A construção de um shopping na cidade de Norwich, no leste da Inglaterra, permitiu encontrar respostas surpreendentes para um crime misterioso que ocorreu há mais de oito séculos.

Em 2004, durante as escavações do terreno, um grupo de operários encontrou os restos mortais de 17 pessoas, que pareciam ter sido jogadas num poço medieval.

Análises feitas à época, que levavam em conta a faixa etária, a posição dos corpos e o local onde estavam, indicaram que provavelmente se tratava de um evento extremo, relacionado à fome, a doenças ou a um massacre.

Mais recentemente, um grupo de pesquisadores ingleses conseguiu coletar o material de seis das vítimas para fazer pesquisas mais aprofundadas que envolveram sequenciamento genético e outras tecnologias avançadas.

A partir disso, eles conseguiram determinar, com um alto grau de certeza, que aquelas pessoas são antepassados dos judeus asquenazes (que vieram do Leste Europeu ou da Europa Central) e que muito provavelmente elas foram assassinadas durante um movimento antissemita que brotou em Norwich no final do século 12.

O estudo, publicado no final de agosto no periódico científico Current Biology, também conseguiu entender mais a fundo a origem de algumas doenças genéticas que afetam descendentes desse grupo até os dias de hoje.

Migração e morte

O geneticista Mark G. Thomas, professor do Departamento de Genética, Evolução e Ambiente da Universidade College London, no Reino Unido, explica que, por volta do ano 70 d.C., muitos judeus começaram a migrar do Oriente Médio para o oeste, especialmente para os territórios que hoje compreendem a Itália (à época, Império Romano).

Trechos de dados ->
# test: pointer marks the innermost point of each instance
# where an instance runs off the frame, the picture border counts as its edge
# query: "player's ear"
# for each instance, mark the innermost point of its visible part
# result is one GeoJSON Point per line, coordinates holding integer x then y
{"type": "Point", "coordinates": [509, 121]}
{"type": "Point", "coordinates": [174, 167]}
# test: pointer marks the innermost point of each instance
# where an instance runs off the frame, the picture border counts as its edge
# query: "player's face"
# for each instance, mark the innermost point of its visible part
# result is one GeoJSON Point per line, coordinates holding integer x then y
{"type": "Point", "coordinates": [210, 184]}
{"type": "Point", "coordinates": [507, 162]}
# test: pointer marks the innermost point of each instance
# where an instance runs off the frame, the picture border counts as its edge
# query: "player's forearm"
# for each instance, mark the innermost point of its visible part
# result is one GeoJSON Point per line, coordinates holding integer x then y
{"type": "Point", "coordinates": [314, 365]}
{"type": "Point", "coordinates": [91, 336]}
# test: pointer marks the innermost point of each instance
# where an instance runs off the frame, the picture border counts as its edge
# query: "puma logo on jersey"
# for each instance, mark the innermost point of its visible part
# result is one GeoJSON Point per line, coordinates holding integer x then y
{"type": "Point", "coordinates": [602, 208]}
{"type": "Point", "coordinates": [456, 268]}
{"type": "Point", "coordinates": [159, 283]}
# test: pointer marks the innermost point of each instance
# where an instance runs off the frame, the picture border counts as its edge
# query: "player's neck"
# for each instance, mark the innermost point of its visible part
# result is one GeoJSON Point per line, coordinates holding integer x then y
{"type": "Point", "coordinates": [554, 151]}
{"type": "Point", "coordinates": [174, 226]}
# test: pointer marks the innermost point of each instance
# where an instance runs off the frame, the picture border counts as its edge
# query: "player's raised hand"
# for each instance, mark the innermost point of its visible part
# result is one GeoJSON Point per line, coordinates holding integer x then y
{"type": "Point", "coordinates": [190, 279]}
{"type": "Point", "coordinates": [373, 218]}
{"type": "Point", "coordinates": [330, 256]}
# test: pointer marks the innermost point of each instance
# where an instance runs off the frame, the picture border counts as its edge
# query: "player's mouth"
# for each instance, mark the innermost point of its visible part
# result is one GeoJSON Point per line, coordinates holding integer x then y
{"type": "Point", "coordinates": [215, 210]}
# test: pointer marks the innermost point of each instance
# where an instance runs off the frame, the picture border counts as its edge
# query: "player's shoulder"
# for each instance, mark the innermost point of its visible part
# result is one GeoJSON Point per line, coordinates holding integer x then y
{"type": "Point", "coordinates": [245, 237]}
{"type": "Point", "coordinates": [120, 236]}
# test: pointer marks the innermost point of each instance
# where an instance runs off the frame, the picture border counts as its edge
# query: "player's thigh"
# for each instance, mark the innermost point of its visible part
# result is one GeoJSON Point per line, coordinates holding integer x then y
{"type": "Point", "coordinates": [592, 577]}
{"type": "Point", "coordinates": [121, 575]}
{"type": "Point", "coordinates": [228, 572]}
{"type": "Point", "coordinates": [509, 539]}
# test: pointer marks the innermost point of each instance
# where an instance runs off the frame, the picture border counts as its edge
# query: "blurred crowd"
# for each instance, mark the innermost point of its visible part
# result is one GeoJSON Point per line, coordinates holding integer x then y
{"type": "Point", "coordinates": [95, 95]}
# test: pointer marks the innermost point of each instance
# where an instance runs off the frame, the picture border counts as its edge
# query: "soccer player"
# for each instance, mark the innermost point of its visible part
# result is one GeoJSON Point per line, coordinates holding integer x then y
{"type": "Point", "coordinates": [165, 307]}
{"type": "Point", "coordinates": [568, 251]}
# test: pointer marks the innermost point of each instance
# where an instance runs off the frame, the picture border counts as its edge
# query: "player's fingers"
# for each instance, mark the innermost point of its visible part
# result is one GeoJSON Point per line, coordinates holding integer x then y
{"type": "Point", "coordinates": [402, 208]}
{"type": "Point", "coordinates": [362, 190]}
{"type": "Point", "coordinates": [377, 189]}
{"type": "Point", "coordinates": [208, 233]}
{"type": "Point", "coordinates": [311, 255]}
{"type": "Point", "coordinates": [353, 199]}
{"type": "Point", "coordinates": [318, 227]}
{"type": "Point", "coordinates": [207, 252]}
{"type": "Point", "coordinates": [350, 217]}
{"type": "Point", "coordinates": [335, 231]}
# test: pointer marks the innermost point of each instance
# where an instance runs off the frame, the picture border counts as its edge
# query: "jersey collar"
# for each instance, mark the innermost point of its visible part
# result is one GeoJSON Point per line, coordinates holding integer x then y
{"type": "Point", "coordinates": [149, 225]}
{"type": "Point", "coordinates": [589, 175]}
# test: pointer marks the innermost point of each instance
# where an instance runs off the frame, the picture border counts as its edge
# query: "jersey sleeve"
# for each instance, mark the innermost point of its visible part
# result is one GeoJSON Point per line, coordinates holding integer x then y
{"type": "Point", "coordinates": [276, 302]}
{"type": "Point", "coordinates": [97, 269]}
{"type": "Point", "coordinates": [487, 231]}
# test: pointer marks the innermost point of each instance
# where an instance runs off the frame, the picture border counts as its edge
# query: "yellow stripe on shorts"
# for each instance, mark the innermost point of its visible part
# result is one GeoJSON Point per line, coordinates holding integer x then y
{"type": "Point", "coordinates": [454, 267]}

Tarefas ->
(1) Segundo o texto sobre o poço de Norwich, em que periódico científico o estudo foi publicado?
(2) Transcreva, do texto sobre o poço de Norwich, tudo o que vai desde "A construção de" até "de oito séculos.".

Respostas ->
(1) Na Current Biology.

(2)
A construção de um shopping na cidade de Norwich, no leste da Inglaterra, permitiu encontrar respostas surpreendentes para um crime misterioso que ocorreu há mais de oito séculos.